[Contour annotation records]
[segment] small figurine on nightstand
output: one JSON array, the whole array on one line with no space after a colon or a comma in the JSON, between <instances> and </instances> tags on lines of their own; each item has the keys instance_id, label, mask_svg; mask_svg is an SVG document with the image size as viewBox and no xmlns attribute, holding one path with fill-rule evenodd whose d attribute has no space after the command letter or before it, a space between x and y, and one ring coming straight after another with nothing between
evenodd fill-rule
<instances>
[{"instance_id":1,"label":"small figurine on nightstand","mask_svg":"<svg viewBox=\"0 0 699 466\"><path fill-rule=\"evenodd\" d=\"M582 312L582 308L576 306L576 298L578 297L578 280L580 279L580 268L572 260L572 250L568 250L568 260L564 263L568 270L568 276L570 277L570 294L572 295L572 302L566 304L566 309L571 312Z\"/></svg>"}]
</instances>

■ **What needs to be done**
Once more, set down the full listing, verbatim.

■ **Solution to this exercise**
[segment] small figurine on nightstand
output: one JSON array, the whole array on one line with no space after a colon or a comma in the JSON, between <instances> and </instances> tags on lines of their own; each item has the keys instance_id, label, mask_svg; mask_svg is an SVG document with the image size as viewBox and no xmlns attribute, holding one path with fill-rule evenodd whose d attribute has no space after the command letter or before it, a space between x and y, and one ring coming straight after another with nothing between
evenodd fill-rule
<instances>
[{"instance_id":1,"label":"small figurine on nightstand","mask_svg":"<svg viewBox=\"0 0 699 466\"><path fill-rule=\"evenodd\" d=\"M582 312L582 308L576 306L576 298L578 297L578 280L580 279L580 268L572 260L572 250L568 250L568 260L564 263L568 270L568 276L570 277L570 294L572 295L572 302L566 304L566 309L571 312Z\"/></svg>"}]
</instances>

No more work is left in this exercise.